(Referring expression data)
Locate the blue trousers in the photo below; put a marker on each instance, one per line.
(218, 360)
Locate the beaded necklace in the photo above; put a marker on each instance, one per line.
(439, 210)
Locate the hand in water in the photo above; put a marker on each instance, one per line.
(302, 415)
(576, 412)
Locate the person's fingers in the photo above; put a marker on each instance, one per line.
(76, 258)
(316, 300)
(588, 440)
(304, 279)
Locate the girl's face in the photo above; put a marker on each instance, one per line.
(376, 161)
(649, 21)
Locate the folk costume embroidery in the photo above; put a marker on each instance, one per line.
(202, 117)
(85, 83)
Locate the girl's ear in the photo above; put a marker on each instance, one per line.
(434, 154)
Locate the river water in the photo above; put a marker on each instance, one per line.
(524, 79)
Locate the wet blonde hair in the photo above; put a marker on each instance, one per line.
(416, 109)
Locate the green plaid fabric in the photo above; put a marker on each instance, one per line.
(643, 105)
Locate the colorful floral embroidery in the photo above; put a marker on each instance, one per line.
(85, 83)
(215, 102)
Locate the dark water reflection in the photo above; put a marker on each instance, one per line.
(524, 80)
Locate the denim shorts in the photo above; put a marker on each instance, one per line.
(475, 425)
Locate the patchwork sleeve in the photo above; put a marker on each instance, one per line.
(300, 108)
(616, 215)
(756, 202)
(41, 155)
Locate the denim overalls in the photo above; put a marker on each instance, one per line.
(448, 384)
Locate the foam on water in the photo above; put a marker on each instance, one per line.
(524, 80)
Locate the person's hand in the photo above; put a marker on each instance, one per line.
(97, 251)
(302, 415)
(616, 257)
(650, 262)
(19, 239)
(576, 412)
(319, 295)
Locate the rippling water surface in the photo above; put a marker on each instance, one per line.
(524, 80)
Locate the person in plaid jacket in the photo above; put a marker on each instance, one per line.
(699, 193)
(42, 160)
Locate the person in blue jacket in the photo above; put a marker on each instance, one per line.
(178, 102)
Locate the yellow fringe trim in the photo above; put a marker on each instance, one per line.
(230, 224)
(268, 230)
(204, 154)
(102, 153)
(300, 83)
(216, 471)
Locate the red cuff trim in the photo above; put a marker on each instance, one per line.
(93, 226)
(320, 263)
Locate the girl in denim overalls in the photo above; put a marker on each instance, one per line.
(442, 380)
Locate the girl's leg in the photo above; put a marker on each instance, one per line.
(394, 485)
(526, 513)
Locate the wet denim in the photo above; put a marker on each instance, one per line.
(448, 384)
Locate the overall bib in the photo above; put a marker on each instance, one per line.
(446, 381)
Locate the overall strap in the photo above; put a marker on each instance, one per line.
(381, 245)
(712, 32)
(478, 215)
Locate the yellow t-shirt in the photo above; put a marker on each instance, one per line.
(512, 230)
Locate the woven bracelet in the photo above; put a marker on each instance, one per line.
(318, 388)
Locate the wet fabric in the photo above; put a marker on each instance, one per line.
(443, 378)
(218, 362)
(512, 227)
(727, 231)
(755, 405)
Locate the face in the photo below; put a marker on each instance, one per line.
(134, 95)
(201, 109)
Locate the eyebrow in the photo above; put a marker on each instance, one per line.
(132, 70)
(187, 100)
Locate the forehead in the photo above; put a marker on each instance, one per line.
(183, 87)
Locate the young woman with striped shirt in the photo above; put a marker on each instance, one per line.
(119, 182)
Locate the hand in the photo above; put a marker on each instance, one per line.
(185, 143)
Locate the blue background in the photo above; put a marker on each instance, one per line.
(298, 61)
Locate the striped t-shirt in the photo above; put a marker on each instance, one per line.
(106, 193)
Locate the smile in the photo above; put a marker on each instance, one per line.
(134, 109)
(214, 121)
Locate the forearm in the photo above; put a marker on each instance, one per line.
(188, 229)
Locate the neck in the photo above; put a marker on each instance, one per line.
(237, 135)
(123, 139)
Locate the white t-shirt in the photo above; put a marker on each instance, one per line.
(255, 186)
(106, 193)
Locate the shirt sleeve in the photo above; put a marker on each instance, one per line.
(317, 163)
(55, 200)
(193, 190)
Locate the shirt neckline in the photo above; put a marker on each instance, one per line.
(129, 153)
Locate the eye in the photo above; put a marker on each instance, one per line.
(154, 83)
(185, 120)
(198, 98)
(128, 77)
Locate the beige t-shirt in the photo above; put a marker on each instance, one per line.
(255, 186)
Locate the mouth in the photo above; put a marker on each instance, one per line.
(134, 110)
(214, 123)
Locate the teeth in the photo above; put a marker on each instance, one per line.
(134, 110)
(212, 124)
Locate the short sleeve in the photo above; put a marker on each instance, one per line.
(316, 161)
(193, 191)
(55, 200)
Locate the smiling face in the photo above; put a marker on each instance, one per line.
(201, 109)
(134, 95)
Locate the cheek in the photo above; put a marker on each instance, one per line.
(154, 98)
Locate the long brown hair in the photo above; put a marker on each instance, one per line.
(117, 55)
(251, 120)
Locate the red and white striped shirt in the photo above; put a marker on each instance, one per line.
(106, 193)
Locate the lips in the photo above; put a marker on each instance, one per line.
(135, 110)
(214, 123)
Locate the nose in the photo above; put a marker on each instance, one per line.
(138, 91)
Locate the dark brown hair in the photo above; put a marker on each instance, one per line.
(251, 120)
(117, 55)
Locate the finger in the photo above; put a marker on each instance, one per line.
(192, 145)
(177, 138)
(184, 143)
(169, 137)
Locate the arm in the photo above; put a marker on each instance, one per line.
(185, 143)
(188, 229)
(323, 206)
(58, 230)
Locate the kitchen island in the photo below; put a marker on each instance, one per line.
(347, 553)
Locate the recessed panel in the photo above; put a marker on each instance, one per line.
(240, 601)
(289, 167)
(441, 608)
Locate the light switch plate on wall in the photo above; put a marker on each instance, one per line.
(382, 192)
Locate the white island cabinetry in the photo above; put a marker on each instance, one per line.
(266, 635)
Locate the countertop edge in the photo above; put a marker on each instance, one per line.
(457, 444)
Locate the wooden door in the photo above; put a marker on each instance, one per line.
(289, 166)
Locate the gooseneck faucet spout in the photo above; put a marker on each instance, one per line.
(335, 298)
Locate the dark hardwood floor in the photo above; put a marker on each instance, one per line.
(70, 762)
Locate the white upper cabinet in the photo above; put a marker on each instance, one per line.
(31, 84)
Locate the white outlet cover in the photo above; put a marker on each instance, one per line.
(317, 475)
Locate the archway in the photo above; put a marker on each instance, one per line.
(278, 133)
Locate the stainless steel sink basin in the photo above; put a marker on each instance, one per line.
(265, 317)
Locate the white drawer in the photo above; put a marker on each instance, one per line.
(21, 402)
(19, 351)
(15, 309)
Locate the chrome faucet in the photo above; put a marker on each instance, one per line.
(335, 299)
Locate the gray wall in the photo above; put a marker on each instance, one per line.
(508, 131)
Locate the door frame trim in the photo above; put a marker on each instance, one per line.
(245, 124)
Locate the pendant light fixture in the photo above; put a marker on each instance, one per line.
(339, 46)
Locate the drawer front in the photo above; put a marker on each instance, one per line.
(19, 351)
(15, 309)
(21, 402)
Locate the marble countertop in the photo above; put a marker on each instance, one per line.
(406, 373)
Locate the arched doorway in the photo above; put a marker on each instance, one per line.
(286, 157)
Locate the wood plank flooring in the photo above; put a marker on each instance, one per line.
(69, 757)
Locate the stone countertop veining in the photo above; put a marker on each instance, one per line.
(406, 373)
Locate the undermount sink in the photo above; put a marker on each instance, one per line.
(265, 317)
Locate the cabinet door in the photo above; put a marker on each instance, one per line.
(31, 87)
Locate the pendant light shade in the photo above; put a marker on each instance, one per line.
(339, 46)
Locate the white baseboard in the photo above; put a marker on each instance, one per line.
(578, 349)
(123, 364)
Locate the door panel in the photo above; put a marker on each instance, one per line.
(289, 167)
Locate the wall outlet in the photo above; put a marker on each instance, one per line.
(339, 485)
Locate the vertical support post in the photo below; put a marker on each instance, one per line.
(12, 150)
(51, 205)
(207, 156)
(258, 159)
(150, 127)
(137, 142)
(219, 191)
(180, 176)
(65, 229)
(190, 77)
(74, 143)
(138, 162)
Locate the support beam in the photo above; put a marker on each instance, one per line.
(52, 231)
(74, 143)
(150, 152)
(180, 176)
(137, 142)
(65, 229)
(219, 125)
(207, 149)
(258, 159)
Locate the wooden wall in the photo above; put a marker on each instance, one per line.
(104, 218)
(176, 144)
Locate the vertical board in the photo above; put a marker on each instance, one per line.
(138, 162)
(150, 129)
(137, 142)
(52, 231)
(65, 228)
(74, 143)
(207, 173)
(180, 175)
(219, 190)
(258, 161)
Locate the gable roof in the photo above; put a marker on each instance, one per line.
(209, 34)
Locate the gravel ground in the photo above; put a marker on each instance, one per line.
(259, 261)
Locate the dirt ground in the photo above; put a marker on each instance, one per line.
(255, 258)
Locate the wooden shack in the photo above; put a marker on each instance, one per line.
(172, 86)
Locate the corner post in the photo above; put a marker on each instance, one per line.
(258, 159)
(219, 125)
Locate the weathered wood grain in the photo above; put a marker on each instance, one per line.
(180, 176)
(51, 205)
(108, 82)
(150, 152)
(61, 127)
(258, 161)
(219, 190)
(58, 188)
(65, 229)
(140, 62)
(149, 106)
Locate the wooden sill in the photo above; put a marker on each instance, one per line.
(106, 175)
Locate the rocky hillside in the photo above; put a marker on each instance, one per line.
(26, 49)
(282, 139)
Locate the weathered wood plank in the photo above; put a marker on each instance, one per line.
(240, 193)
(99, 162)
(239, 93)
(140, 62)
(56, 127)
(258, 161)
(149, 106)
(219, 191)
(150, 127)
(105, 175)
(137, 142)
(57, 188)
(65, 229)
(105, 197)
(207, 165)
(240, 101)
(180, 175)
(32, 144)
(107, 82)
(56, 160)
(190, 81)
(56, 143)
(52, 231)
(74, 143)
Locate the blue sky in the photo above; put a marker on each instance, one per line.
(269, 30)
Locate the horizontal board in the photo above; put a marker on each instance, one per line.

* _DIRECTIONS_: There is a line above that contains "Locate the wooden sill". Copy it and all later lines through the last, exactly, and leave out the rest.

* _EXERCISE ANSWER_:
Locate the wooden sill in the photo above; put a marker on each instance, one per line.
(106, 175)
Locate the rocky hillside in the photo above; put a marker on each instance, one per line.
(26, 49)
(282, 139)
Locate the weathered wood plank in the photo above; put a marker on each instance, one per line.
(240, 193)
(99, 162)
(239, 93)
(140, 62)
(56, 127)
(258, 161)
(149, 106)
(219, 191)
(150, 127)
(105, 175)
(137, 142)
(57, 188)
(65, 229)
(105, 197)
(207, 165)
(240, 101)
(180, 175)
(32, 144)
(107, 82)
(56, 160)
(190, 81)
(56, 143)
(52, 231)
(74, 143)
Locate the blue sky in the photo above; put a marker on each instance, one per line.
(269, 30)
Locate the horizontal board in the photo above; put a marker on each instance, one per line.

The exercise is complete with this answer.